## Exercise directions
Leave out the pictures and retype, exactly, the lines below from the line with "point(86, 286)" up to and including the line with "point(271, 11)", nothing more.

## Source information

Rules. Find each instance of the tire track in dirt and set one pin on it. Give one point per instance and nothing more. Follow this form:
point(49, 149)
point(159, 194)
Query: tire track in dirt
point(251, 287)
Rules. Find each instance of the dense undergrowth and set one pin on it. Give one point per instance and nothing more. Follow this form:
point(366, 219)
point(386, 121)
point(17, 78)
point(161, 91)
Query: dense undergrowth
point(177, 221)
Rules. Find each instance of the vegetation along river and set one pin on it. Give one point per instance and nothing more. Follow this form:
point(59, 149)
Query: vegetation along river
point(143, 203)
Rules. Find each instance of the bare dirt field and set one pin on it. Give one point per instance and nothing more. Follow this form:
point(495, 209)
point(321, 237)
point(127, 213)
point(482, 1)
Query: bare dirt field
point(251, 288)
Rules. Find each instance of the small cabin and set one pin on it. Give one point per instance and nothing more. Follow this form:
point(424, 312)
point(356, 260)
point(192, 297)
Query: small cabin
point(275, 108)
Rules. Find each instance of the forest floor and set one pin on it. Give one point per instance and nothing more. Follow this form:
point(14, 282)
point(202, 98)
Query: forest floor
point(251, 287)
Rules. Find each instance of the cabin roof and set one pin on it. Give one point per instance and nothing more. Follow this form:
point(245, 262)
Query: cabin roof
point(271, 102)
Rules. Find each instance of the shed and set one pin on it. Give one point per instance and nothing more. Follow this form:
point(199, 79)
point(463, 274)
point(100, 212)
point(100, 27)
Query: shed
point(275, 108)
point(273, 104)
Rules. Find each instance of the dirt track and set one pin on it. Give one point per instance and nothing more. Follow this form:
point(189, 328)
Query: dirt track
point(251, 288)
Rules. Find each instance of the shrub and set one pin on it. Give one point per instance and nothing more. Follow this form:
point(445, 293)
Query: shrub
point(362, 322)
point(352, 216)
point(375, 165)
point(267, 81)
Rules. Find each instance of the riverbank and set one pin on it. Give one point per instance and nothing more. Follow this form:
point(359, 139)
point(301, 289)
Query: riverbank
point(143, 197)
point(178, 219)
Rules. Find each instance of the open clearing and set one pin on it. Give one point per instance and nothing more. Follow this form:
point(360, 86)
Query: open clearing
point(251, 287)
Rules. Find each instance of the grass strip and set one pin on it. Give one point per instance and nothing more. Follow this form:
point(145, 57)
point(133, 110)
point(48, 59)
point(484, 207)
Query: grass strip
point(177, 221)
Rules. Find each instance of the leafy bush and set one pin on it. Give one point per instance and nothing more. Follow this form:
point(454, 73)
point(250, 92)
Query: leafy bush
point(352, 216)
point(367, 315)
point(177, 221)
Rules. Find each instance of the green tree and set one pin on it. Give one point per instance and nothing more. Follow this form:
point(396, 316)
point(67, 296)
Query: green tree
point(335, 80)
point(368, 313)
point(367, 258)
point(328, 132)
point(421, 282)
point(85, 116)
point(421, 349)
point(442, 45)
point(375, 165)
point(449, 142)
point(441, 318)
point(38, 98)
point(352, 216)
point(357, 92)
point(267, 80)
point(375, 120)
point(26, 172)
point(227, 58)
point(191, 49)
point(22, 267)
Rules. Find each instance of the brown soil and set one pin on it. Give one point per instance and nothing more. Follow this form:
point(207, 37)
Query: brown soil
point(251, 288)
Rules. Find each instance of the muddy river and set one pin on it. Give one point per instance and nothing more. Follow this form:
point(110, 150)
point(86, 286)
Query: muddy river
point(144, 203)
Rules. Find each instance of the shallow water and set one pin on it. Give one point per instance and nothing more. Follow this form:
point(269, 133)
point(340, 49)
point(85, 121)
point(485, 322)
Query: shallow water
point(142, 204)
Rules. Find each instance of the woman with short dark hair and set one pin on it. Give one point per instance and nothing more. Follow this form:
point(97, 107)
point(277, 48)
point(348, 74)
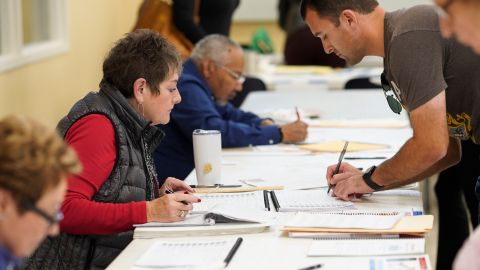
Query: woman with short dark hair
point(114, 135)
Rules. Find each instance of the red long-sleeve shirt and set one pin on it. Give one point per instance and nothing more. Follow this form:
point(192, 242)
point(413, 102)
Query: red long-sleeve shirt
point(93, 138)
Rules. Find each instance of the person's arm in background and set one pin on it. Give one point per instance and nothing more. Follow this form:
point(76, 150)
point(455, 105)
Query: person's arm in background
point(197, 110)
point(183, 12)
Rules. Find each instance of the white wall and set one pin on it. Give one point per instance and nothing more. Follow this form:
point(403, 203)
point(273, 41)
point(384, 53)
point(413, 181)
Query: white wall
point(266, 10)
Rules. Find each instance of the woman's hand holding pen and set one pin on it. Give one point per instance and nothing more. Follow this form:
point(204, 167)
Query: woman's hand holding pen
point(175, 184)
point(171, 207)
point(348, 183)
point(174, 204)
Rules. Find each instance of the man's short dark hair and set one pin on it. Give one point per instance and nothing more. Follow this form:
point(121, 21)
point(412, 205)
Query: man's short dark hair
point(140, 54)
point(333, 8)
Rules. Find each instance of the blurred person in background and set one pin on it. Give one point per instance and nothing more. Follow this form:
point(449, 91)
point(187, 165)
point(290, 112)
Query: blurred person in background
point(34, 163)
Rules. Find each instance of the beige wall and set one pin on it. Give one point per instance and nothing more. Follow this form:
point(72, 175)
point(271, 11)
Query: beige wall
point(47, 89)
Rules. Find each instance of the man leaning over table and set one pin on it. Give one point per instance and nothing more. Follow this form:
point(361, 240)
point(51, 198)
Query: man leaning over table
point(460, 17)
point(211, 77)
point(434, 79)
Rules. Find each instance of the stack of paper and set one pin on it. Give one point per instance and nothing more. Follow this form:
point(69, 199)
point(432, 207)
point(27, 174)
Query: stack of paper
point(376, 224)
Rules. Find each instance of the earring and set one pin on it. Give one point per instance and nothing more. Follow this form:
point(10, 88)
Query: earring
point(142, 110)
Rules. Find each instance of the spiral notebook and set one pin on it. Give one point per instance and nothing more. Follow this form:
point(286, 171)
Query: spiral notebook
point(309, 200)
point(367, 247)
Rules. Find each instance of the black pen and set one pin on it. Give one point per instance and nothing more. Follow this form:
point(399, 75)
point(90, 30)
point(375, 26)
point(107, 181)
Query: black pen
point(353, 158)
point(338, 164)
point(232, 251)
point(168, 191)
point(311, 267)
point(214, 186)
point(265, 200)
point(275, 201)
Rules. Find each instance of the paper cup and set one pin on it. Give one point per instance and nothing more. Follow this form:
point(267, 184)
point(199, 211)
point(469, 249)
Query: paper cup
point(207, 153)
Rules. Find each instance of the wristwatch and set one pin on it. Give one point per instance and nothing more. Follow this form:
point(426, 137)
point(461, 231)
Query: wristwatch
point(367, 178)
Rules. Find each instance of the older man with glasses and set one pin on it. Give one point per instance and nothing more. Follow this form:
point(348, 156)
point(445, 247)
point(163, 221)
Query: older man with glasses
point(434, 79)
point(211, 77)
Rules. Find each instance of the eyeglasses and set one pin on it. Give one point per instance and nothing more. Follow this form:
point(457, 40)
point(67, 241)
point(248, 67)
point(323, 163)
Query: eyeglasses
point(239, 78)
point(52, 220)
point(392, 100)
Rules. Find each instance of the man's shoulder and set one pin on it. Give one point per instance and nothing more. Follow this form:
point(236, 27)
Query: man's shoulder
point(415, 19)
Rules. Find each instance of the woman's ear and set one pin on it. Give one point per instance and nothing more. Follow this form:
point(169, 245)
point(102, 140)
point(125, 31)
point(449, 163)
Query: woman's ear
point(5, 201)
point(138, 89)
point(349, 17)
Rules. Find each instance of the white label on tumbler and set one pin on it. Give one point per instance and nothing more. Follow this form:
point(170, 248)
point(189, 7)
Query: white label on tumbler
point(207, 153)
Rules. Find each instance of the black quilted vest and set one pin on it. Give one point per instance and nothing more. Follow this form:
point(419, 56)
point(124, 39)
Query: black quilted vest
point(133, 178)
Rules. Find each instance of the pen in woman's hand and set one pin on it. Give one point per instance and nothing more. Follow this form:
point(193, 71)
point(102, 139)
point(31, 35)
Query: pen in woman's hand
point(337, 169)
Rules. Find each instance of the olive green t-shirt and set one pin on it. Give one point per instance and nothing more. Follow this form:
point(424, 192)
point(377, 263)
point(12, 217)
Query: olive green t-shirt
point(419, 64)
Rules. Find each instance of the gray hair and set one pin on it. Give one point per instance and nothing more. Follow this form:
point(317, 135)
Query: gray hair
point(214, 47)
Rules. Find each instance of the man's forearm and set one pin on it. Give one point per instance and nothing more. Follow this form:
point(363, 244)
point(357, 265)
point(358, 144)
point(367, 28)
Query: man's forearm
point(415, 161)
point(453, 157)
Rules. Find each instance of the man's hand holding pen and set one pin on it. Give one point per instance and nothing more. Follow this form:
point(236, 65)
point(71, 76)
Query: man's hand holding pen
point(348, 183)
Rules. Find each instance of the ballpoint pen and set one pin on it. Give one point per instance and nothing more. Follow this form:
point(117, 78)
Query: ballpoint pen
point(311, 267)
point(265, 200)
point(337, 169)
point(353, 158)
point(275, 201)
point(168, 191)
point(214, 186)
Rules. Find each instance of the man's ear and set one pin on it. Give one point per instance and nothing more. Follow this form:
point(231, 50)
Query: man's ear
point(138, 89)
point(349, 17)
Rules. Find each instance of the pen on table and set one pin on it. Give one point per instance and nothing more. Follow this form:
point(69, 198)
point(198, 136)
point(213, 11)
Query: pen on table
point(265, 200)
point(353, 158)
point(232, 251)
point(311, 267)
point(298, 113)
point(214, 186)
point(275, 201)
point(168, 191)
point(337, 169)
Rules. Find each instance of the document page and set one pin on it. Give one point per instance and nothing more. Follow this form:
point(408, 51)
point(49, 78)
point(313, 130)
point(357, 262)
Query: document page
point(340, 220)
point(163, 254)
point(310, 200)
point(367, 247)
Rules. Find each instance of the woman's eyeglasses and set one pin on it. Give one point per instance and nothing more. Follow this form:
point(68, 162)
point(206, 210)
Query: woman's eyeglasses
point(392, 100)
point(52, 220)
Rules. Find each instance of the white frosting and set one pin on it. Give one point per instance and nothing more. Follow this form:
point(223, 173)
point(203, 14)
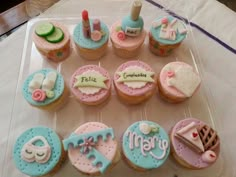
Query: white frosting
point(49, 81)
point(145, 128)
point(185, 80)
point(31, 152)
point(36, 82)
point(90, 90)
point(135, 84)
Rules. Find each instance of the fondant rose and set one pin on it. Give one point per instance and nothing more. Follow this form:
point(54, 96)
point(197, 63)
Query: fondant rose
point(121, 35)
point(96, 35)
point(164, 20)
point(38, 95)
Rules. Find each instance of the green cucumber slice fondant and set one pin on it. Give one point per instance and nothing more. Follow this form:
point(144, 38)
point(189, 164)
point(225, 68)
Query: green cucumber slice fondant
point(44, 29)
point(56, 36)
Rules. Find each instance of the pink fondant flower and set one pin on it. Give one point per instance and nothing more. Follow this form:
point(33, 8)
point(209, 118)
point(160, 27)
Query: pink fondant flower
point(96, 35)
point(164, 20)
point(121, 35)
point(38, 95)
point(87, 145)
point(170, 73)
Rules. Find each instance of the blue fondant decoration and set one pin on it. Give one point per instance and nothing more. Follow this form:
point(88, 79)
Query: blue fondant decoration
point(154, 157)
point(34, 168)
point(88, 43)
point(99, 158)
point(75, 139)
point(128, 22)
point(156, 31)
point(58, 88)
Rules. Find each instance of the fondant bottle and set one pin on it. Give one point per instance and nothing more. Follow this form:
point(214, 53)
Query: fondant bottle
point(132, 24)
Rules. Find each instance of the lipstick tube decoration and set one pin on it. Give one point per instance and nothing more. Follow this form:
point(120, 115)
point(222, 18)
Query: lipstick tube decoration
point(86, 24)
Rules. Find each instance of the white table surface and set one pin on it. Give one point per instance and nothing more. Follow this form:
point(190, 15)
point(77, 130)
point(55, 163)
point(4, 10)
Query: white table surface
point(219, 63)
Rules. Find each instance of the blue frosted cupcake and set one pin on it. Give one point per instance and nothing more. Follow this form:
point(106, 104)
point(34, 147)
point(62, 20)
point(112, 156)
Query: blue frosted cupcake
point(145, 145)
point(91, 37)
point(166, 34)
point(38, 151)
point(45, 89)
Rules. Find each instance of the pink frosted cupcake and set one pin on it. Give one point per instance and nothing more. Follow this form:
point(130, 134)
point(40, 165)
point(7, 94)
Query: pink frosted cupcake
point(195, 144)
point(91, 84)
point(52, 40)
point(134, 82)
point(92, 148)
point(177, 82)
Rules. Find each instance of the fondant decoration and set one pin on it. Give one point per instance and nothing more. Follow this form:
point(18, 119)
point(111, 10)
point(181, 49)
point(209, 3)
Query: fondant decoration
point(36, 82)
point(209, 156)
point(164, 20)
point(56, 36)
point(170, 73)
point(86, 24)
point(50, 94)
point(135, 77)
point(39, 154)
point(146, 144)
point(189, 135)
point(121, 35)
point(156, 24)
point(90, 82)
point(132, 24)
point(38, 95)
point(185, 80)
point(87, 145)
point(209, 137)
point(99, 158)
point(87, 142)
point(49, 81)
point(96, 25)
point(76, 140)
point(38, 140)
point(143, 149)
point(96, 35)
point(44, 29)
point(146, 128)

## Answer space
point(86, 286)
Query: muddy river
point(144, 203)
Rules. Find each instance of the shallow water and set one pin on it. Give one point per instance and nothing more. Follow this form:
point(269, 133)
point(340, 49)
point(85, 121)
point(485, 322)
Query: shallow water
point(142, 204)
Rules. Find each instance of the woman with short dark hair and set one pin on it. Give one point per instance and nothing more. Follow this form:
point(97, 107)
point(277, 48)
point(348, 74)
Query: woman with short dark hair
point(114, 135)
Rules. Find each instance of the red long-sleeve shirt and set one pin on it. Give one point per instance and nothing more. Follow this form:
point(192, 242)
point(413, 102)
Query: red long-sleeve shirt
point(93, 138)
Rules. Find each instance of the person's arm in background and set one pin on it. Give one point per instance and nothing more. Follow this form:
point(76, 150)
point(455, 105)
Query: person's arm in background
point(197, 110)
point(183, 12)
Rules. Find each instance of the white wall and set one pin on it. Give one point per instance and nothing more. Follow this form:
point(403, 203)
point(273, 41)
point(384, 53)
point(413, 181)
Query: white wall
point(266, 10)
Rules. Find each instance of the woman's hand holding pen and set one pin on it. Give one point per instance and nothing more. Follow this form:
point(204, 167)
Query: woman's hand holding pen
point(175, 184)
point(171, 207)
point(348, 183)
point(174, 204)
Rules. Find each instance of the man's short dark hair and set one pin on it. Give one point per instance and nothing more. Follow this form:
point(121, 21)
point(412, 205)
Query: man's short dark hair
point(140, 54)
point(333, 8)
Rules. Find each instance of the blurred person in background and set one pin on it. Give one point per instance and nothing more. Follow this form:
point(449, 91)
point(187, 165)
point(290, 112)
Query: blurred person in background
point(34, 163)
Rules. Find each instance of the beige wall and set one pin on it. Give one point per instance and nothing more. Follow this form:
point(72, 175)
point(271, 11)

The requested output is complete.